Exercise directions: In the listing below, pick out each line containing the word "vase" and copy those lines.

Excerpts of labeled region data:
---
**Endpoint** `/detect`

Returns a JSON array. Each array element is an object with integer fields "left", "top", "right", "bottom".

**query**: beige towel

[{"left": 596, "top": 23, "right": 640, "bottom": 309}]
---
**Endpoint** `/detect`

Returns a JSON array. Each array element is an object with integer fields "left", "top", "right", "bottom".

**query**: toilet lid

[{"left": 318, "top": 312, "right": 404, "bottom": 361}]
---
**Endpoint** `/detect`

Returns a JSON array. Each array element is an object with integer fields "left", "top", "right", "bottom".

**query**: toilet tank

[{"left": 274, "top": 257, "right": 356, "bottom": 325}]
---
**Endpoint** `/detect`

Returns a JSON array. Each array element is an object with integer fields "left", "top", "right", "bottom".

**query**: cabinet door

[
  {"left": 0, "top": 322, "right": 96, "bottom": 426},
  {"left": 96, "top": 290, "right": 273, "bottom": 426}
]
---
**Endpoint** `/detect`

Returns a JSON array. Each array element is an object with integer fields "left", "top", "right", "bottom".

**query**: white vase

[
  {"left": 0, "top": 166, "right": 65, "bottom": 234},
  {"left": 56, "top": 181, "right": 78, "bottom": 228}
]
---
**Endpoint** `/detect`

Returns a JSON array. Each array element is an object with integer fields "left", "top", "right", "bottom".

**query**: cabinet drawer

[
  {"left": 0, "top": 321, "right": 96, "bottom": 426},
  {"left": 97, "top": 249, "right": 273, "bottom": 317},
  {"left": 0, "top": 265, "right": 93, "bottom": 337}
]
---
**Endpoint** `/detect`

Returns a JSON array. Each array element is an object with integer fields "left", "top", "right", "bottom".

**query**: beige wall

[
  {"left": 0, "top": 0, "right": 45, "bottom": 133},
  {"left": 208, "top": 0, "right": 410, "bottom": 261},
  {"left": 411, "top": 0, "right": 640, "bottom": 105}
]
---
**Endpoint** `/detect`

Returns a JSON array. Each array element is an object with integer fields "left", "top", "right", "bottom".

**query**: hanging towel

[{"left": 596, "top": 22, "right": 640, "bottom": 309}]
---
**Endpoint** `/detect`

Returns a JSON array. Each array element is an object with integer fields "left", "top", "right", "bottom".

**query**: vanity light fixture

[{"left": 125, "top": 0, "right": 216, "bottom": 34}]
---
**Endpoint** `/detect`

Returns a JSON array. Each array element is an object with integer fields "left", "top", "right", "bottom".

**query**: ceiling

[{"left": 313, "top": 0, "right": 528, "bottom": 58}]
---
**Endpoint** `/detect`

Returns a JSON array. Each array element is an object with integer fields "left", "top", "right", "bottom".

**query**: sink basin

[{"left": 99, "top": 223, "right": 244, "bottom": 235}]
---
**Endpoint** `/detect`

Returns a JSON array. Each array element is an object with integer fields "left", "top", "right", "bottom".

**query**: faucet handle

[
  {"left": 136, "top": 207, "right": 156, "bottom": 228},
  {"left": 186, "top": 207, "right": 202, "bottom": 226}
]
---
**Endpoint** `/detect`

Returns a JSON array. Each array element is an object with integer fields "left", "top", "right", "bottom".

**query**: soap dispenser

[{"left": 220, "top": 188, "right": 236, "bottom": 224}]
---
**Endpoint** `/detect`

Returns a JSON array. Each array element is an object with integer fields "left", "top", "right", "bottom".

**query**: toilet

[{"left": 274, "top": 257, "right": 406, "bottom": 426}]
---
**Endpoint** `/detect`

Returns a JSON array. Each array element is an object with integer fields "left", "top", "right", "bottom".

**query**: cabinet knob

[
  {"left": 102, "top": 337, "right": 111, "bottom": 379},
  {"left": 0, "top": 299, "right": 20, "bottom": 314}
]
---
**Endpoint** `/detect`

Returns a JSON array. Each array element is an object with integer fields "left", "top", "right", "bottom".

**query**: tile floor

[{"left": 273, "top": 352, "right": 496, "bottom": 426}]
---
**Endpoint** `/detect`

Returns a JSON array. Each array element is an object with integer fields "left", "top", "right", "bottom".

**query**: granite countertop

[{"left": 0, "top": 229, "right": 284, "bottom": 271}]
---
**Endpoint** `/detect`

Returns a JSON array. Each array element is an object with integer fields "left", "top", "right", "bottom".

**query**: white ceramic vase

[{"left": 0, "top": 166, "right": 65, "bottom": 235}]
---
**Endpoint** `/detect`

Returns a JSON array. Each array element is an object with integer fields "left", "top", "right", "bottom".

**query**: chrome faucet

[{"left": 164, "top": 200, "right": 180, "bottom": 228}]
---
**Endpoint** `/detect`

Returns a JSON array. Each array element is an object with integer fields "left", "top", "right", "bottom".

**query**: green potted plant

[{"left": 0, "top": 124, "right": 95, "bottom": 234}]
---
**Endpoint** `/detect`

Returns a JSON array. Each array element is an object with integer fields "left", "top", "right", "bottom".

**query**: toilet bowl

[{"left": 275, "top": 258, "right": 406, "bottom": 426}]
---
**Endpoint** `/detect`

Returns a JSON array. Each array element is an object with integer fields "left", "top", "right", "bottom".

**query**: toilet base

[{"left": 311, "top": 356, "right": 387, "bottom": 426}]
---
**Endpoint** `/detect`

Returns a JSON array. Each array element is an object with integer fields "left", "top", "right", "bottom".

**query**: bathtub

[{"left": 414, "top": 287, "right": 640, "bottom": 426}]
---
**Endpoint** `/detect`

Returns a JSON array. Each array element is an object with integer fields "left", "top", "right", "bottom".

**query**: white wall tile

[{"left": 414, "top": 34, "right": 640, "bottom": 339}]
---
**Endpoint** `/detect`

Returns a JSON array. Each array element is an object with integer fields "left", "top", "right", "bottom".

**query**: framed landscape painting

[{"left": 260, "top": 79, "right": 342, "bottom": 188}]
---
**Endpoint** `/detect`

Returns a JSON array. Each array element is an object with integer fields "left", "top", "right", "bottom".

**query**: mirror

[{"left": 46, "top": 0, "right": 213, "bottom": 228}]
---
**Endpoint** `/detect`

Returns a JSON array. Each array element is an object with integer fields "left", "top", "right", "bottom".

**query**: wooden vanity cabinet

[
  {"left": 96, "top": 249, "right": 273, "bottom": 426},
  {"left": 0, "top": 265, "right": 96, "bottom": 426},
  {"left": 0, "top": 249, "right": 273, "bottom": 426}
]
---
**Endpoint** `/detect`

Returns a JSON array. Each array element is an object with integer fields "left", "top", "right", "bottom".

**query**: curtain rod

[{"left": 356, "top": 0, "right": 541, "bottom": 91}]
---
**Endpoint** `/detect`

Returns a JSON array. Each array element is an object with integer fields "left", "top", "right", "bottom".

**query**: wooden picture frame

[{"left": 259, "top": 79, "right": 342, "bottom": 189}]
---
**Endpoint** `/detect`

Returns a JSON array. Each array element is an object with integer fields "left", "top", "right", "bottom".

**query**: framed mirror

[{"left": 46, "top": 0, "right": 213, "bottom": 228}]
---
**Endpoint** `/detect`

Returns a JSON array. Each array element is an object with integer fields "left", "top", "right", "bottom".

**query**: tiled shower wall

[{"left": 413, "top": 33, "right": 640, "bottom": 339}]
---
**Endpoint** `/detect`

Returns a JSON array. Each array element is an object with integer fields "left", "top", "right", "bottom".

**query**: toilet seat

Solution for this problem:
**query**: white vase
**query**: white ceramic vase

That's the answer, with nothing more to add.